• **Quoted passage**:
## START

Memorandum from Edmund Randolph
[ca. 28–30 May 1793]
Minutes of reasons, which operated with E. R. in advising the expulsion of the Genet privateer.
1. That it is the prerogative of every1 nation to prohibit acts of sovereignty to be done2 within its limits by another nation, except where treaties otherwise provide, or those acts relate to the privileges of ministers.
3. That the granting of a commission within the limits of the U.S. is an attack upon their sovereignty.
4. That the granting of a commission to citizens of the U.S. within their limits, who are liable to punishment, is an attack upon their sovereignty.
5. That for an attack on their sovereignty, the U.S. are judges of the measure of satisfaction; and it seems to be a satisfaction, allied to the attack,5 that the vessel, which has been thus illegally commissioned, and illegally manned in part,6 should be put out of the protection of the U.S.
MS (DLC: TJ Papers, 87: 15001); entirely in Randolph’s hand; undated and unsigned; endorsed by TJ: “Randolph Edmund May. 1793.”

## END

• **To do**:
[A] According to the memorandum, who judges the measure of satisfaction for an attack on the sovereignty of the U.S.?
[B] Please copy the stretch of the memorandum from "Memorandum from Edmund" through "U.S. is an attack upon their sovereignty.".
The items below have no connection to the memorandum.

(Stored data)

## START

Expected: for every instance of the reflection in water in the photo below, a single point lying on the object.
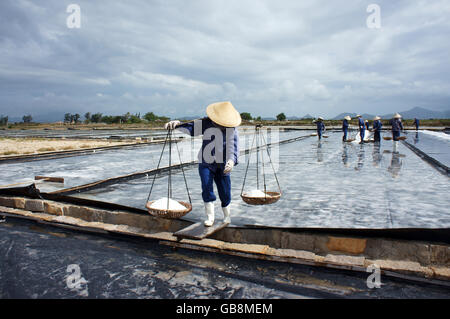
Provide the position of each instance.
(361, 155)
(319, 152)
(416, 138)
(396, 162)
(376, 155)
(345, 155)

## END

• **Exercise answers**:
[A] The U.S. themselves.

[B]
Memorandum from Edmund Randolph
[ca. 28–30 May 1793]
Minutes of reasons, which operated with E. R. in advising the expulsion of the Genet privateer.
1. That it is the prerogative of every1 nation to prohibit acts of sovereignty to be done2 within its limits by another nation, except where treaties otherwise provide, or those acts relate to the privileges of ministers.
3. That the granting of a commission within the limits of the U.S. is an attack upon their sovereignty.